On the ground floor is the bookshop of my dreams – all wonky shelves, leather chairs and an old record player spinning vinyl. Upstairs, via the winding staircase that gives it its name, is what appears to be the Irish restaurant of my dreams, lined with shelves of books and walled with wine.
To the Irish, literature isn't something to be silently worshipped but a form of communion, a series of loud and insistent voices, telling stories and weaving yarns. They approach eating and drinking the same way, although the voices are louder. Much louder. You have to drink in sheer self-defence, because if you don't drink, you won't shout, and if you don't shout, you won't be heard. The Winding Stair restaurant only gets loud when it gets full. But then, it's always full.

> [Stated exercise]: Update the Winding Stair text from "To the Irish, literature" up to and including "it's always full.", replacing "yarns" with "tales".

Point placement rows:
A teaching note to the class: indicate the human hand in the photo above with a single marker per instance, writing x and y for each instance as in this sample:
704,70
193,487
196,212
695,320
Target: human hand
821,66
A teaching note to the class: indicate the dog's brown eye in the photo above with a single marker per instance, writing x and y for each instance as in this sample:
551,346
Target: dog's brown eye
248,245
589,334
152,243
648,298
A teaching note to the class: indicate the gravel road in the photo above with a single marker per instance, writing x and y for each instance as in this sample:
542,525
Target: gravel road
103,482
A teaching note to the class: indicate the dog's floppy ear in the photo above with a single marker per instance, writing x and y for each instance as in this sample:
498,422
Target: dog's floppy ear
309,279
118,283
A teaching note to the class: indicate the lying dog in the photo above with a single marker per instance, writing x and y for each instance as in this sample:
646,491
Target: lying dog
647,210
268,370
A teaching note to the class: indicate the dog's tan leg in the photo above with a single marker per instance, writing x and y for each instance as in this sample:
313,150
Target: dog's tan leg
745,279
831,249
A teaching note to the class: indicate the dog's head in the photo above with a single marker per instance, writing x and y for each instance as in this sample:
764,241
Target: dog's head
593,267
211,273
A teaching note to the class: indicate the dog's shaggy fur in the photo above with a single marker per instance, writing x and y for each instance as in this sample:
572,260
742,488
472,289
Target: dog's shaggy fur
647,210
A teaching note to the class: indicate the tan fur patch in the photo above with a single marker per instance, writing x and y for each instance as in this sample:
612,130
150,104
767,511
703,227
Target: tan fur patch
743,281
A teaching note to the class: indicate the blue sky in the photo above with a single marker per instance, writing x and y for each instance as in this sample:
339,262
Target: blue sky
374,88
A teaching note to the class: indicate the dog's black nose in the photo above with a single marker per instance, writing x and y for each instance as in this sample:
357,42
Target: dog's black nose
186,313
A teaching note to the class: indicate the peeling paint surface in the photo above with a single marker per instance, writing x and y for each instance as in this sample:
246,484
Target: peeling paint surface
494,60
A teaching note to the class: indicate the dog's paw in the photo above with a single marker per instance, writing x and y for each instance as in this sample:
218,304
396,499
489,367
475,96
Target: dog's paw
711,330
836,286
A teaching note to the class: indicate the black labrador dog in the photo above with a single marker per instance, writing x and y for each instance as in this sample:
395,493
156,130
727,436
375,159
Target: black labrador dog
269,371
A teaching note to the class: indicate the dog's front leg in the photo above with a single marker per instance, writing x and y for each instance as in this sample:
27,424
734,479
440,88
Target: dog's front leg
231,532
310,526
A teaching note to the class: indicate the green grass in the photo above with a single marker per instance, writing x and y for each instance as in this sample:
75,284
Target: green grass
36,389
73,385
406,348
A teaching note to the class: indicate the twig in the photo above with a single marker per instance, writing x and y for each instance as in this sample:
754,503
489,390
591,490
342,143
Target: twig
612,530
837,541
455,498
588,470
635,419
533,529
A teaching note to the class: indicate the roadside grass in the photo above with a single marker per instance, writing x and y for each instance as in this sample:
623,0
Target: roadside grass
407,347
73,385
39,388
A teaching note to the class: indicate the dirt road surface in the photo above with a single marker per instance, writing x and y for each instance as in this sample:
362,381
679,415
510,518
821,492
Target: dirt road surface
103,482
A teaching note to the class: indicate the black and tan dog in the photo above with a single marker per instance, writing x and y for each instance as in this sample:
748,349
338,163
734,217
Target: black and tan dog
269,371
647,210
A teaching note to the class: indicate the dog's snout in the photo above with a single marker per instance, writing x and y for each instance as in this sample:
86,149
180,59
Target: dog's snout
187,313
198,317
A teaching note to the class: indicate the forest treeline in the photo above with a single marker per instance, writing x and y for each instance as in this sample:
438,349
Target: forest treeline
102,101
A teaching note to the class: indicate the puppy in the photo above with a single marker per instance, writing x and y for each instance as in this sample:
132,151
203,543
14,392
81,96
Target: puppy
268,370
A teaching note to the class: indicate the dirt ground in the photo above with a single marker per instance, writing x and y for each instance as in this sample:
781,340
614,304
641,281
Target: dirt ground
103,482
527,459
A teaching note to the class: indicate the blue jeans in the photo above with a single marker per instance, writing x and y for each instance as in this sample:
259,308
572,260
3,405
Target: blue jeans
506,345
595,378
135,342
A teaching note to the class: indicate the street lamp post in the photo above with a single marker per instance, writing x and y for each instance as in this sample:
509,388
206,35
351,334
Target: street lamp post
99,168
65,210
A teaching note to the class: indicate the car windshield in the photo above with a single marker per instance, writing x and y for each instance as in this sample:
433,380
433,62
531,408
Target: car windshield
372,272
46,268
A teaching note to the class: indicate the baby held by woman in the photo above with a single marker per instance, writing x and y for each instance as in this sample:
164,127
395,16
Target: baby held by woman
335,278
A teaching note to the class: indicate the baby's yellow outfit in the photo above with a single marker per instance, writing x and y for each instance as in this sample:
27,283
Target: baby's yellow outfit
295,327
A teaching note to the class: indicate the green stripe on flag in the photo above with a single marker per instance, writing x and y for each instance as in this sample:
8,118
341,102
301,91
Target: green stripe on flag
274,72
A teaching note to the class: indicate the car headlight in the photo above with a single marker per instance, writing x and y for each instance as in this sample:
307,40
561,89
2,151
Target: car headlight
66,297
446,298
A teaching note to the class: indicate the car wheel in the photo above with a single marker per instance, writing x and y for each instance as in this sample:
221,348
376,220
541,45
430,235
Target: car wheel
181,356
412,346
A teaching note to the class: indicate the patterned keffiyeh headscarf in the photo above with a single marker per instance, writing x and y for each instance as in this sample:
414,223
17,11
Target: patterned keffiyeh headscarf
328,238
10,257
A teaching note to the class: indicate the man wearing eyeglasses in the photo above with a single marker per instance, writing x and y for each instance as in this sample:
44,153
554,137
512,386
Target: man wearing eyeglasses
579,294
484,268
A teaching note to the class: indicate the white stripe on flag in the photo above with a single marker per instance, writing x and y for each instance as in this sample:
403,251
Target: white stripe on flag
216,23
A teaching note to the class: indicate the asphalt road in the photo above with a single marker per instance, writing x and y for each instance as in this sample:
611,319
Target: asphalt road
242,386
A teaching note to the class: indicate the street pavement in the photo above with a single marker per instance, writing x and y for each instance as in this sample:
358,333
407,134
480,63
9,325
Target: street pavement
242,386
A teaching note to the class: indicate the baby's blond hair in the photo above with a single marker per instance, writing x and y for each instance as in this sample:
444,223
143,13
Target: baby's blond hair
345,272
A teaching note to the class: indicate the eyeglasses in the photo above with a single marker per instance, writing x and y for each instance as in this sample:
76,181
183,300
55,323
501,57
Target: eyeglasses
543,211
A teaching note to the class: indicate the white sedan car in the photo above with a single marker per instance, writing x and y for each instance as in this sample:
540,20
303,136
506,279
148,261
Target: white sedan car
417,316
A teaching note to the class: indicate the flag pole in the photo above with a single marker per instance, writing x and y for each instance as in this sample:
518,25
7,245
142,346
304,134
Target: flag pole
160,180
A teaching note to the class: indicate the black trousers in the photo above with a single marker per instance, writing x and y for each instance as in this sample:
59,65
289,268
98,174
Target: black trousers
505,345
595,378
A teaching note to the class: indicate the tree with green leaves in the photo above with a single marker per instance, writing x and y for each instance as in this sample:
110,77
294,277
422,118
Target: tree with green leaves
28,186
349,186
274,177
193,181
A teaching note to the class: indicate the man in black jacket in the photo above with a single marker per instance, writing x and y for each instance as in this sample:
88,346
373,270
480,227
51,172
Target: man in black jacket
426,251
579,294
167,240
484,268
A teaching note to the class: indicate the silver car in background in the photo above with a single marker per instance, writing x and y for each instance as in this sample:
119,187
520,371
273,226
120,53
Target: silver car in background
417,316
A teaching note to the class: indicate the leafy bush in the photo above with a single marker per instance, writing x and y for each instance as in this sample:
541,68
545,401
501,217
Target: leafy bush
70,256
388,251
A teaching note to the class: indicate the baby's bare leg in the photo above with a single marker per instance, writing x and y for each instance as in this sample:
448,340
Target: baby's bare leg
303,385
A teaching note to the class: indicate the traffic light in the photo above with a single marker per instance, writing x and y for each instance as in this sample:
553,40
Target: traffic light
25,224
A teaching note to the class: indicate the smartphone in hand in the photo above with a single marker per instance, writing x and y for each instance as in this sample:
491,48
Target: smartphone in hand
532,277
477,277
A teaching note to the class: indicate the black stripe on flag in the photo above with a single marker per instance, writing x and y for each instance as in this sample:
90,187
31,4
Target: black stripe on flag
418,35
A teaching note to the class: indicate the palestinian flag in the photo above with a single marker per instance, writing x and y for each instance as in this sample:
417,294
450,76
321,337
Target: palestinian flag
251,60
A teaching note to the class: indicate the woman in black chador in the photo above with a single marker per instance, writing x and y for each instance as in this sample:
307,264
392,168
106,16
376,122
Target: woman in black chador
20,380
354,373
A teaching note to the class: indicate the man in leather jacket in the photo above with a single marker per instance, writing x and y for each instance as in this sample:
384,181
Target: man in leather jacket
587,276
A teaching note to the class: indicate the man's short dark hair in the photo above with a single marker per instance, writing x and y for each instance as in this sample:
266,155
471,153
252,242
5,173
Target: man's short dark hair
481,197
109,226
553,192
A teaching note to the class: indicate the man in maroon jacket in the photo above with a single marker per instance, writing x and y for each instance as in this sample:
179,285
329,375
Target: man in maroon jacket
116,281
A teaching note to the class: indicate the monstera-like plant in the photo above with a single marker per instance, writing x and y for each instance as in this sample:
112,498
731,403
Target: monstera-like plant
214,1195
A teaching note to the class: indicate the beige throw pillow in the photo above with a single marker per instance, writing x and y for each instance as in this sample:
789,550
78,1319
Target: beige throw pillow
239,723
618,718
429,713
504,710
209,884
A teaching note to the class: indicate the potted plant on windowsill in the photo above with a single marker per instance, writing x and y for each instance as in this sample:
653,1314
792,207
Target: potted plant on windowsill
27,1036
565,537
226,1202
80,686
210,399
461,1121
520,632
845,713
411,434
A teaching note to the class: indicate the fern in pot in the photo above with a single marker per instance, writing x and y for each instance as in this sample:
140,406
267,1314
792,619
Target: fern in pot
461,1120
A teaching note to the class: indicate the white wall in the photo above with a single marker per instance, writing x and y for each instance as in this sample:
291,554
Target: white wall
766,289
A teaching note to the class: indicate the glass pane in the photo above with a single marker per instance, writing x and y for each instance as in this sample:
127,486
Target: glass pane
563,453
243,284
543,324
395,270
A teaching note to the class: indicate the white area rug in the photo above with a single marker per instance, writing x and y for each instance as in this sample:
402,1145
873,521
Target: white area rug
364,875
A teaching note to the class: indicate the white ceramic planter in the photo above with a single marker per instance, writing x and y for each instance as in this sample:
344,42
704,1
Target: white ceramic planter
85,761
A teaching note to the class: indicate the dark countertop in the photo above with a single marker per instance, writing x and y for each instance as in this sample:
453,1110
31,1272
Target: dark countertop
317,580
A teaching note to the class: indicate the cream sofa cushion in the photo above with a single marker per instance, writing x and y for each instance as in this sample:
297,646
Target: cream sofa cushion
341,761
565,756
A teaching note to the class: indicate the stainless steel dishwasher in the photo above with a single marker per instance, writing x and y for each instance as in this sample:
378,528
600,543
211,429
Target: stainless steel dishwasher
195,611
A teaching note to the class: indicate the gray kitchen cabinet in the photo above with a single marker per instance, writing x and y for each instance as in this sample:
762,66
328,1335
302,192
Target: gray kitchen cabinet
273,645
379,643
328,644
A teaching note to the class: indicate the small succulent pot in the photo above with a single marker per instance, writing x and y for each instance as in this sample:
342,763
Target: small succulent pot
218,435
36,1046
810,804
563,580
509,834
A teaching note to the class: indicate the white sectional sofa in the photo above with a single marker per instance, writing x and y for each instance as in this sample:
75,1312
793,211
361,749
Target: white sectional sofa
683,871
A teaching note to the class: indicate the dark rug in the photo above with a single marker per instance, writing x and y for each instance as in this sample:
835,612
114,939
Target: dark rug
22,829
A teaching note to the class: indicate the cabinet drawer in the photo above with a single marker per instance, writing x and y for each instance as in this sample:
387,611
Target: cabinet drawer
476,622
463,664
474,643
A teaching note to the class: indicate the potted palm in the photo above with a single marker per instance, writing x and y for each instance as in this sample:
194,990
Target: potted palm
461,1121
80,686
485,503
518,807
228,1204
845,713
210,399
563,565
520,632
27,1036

> [Full response]:
To the Irish, literature isn't something to be silently worshipped but a form of communion, a series of loud and insistent voices, telling stories and weaving tales. They approach eating and drinking the same way, although the voices are louder. Much louder. You have to drink in sheer self-defence, because if you don't drink, you won't shout, and if you don't shout, you won't be heard. The Winding Stair restaurant only gets loud when it gets full. But then, it's always full.